■ WHAT YOU ARE ASKED TO DO:
Keep every line in which "this" occurs and drop the rest of the data.

^^^^^^^^^^^^^^^^

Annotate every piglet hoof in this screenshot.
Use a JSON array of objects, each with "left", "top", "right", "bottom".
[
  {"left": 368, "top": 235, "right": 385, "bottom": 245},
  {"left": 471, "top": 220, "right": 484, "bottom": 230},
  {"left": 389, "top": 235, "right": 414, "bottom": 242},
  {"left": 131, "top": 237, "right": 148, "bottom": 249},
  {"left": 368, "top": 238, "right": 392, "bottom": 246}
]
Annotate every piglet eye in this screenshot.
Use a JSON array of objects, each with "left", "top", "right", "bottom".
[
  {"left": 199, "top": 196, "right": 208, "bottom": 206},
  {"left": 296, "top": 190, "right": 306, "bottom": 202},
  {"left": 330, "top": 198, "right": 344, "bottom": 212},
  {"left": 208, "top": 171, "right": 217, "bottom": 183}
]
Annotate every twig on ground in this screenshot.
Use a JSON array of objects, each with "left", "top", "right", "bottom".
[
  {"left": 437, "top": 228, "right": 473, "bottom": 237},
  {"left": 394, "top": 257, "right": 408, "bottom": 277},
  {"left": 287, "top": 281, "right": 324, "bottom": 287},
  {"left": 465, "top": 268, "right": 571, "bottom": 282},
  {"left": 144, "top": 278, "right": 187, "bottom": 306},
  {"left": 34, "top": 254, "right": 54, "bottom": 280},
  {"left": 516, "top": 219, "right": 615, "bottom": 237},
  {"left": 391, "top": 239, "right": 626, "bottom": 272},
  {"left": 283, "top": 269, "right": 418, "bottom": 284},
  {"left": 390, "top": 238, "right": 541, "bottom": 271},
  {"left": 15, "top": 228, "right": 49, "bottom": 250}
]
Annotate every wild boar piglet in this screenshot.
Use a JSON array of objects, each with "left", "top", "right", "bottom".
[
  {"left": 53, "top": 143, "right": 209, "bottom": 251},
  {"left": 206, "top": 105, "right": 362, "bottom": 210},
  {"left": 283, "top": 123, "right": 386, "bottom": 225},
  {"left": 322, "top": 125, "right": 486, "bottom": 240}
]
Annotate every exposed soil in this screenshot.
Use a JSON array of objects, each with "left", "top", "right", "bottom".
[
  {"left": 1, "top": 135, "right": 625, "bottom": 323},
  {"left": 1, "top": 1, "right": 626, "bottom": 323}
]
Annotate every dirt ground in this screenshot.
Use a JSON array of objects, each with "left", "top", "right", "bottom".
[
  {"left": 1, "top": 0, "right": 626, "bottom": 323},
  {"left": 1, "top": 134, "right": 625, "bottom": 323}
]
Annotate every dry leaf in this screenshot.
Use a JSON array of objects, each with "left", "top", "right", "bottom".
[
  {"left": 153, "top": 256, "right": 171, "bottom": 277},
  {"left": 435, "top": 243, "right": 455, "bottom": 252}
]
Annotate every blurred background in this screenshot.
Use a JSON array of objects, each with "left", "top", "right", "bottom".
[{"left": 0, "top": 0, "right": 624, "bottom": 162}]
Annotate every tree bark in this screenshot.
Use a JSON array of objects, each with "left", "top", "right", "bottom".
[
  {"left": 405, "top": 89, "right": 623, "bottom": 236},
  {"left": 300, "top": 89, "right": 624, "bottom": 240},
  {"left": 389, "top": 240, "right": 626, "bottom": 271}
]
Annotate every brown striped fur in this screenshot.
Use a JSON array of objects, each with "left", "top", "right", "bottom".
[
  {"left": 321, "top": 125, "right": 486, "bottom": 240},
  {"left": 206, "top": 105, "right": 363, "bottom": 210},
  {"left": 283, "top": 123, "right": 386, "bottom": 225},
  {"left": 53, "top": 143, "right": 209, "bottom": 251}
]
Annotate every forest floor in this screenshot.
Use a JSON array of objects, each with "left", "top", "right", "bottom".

^^^^^^^^^^^^^^^^

■ EXERCISE SOLUTION:
Annotate every piglet hoof in this screenshot.
Annotate every piglet eye in this screenshot.
Annotate every twig on ground in this screenshot.
Annotate every wild boar piglet in this screenshot.
Annotate every exposed soil in this screenshot.
Annotate every dirt ground in this screenshot.
Annotate every dry leaf in this screenshot.
Annotate every blurred background in this screenshot.
Annotate every tree bark in this screenshot.
Annotate every brown striped fur in this screenshot.
Annotate every forest floor in this screenshot.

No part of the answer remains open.